Southern Italy and East Germany: an evergreen comparison

For years, the comparison between Southern Italy and East Germany has been the leitmotif of many economists and commentators on the unlikely solution to the karst southern issue. The latter is always present but, just like a karstic river, it appears and disappears in the public debate. With the research entitled “Mezzogiorno e Germania Est: un confronto” (Southern Italy and East Germany: a comparison), coordinated by Luigi Ruscello and published in the series dedicated to Eurispes studies with Rubbettino Editore, the Institute has carried out a painstaking task of data collection and bibliographic consultation to assess what has been done in Germany and Italy to overcome the gap between the most backward and most developed areas.

The report compares the unification process, population trends, income, overall and per capita, financing of development, consumption, trade balance and the labour market.

Among the various aspects, a topic hardly ever present in the debate was examined: the role played by the single currency. While in Germany this process has had exacerbating consequences for the eastern industrial system, in Italy, albeit to a lesser extent, it has had an equally negative outcome for the Mezzogiorno, contributing in no small measure to the formation of general economic dualism. In short, in both cases, the best efforts were not made to achieve a harmonious union.

INFORMATION GIVEN:
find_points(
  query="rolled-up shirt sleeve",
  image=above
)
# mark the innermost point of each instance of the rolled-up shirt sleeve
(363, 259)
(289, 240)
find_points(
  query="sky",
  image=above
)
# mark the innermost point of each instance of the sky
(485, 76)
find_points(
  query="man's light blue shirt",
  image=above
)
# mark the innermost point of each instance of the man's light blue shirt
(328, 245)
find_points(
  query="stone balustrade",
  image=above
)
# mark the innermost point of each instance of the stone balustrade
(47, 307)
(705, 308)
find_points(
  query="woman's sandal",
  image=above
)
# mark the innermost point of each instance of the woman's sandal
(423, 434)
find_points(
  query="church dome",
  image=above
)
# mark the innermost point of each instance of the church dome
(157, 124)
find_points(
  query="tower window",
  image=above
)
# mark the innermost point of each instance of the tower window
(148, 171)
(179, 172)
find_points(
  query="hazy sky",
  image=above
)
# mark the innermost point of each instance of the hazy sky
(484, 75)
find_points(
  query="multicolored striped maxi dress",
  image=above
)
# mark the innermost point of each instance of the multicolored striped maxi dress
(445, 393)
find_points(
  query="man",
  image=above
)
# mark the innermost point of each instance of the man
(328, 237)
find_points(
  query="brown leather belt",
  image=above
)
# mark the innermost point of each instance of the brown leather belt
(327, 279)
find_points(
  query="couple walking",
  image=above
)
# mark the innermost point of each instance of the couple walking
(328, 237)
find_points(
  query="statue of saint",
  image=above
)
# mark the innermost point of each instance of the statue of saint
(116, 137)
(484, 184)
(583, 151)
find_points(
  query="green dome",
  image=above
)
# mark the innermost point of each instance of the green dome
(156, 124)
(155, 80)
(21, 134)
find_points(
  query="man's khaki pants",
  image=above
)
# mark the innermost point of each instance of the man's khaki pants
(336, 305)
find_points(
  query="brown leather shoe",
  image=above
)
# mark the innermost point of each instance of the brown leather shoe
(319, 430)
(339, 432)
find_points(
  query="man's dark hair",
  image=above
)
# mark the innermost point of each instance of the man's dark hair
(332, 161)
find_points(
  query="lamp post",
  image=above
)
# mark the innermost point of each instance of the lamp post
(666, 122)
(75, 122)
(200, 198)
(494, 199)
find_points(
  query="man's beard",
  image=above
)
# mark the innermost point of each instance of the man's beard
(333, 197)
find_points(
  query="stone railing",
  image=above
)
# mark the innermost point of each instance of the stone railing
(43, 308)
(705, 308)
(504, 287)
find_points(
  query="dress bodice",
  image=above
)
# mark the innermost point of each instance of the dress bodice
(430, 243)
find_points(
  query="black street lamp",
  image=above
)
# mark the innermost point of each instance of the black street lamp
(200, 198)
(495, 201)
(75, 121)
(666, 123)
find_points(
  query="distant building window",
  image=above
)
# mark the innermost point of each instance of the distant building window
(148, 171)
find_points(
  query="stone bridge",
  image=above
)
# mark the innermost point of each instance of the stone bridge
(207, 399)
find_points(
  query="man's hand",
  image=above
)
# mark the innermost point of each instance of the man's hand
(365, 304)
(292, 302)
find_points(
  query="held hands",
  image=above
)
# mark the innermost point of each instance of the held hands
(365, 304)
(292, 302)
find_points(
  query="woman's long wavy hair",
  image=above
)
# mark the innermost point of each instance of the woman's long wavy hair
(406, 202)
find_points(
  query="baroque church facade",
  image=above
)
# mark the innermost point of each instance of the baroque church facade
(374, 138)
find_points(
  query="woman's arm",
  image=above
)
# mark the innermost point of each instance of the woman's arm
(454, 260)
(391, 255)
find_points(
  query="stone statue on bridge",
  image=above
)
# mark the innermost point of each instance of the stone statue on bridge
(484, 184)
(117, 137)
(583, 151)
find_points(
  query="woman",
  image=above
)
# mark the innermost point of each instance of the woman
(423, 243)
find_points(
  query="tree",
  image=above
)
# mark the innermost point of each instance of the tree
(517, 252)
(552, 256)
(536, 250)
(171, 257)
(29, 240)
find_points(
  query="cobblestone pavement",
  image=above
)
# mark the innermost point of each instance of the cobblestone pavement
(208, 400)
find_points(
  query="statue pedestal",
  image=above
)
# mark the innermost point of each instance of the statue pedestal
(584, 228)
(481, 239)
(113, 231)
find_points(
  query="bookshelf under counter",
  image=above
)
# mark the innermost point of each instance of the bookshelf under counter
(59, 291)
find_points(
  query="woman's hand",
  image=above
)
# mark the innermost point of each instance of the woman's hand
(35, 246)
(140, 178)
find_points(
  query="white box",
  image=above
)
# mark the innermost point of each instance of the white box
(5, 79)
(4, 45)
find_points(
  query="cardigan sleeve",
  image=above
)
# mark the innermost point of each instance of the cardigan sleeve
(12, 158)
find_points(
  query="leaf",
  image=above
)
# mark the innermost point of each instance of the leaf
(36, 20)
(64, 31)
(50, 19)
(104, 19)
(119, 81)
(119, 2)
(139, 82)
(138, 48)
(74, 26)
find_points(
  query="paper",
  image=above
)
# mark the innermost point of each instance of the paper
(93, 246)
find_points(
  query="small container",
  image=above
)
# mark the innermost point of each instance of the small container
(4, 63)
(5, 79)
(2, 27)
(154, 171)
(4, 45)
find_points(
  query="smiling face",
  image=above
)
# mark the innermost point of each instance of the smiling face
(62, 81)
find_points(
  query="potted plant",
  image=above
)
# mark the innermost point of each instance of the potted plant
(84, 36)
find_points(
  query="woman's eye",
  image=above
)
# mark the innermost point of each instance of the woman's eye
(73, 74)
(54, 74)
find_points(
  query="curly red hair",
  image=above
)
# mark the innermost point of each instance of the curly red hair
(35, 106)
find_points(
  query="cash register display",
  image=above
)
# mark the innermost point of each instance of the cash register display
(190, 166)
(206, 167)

WHAT YOU WILL DO: Copy out the full text on Southern Italy and East Germany word for word, from the title through the last sentence.

RESPONSE TO THIS EXERCISE:
Southern Italy and East Germany: an evergreen comparison

For years, the comparison between Southern Italy and East Germany has been the leitmotif of many economists and commentators on the unlikely solution to the karst southern issue. The latter is always present but, just like a karstic river, it appears and disappears in the public debate. With the research entitled “Mezzogiorno e Germania Est: un confronto” (Southern Italy and East Germany: a comparison), coordinated by Luigi Ruscello and published in the series dedicated to Eurispes studies with Rubbettino Editore, the Institute has carried out a painstaking task of data collection and bibliographic consultation to assess what has been done in Germany and Italy to overcome the gap between the most backward and most developed areas.

The report compares the unification process, population trends, income, overall and per capita, financing of development, consumption, trade balance and the labour market.

Among the various aspects, a topic hardly ever present in the debate was examined: the role played by the single currency. While in Germany this process has had exacerbating consequences for the eastern industrial system, in Italy, albeit to a lesser extent, it has had an equally negative outcome for the Mezzogiorno, contributing in no small measure to the formation of general economic dualism. In short, in both cases, the best efforts were not made to achieve a harmonious union.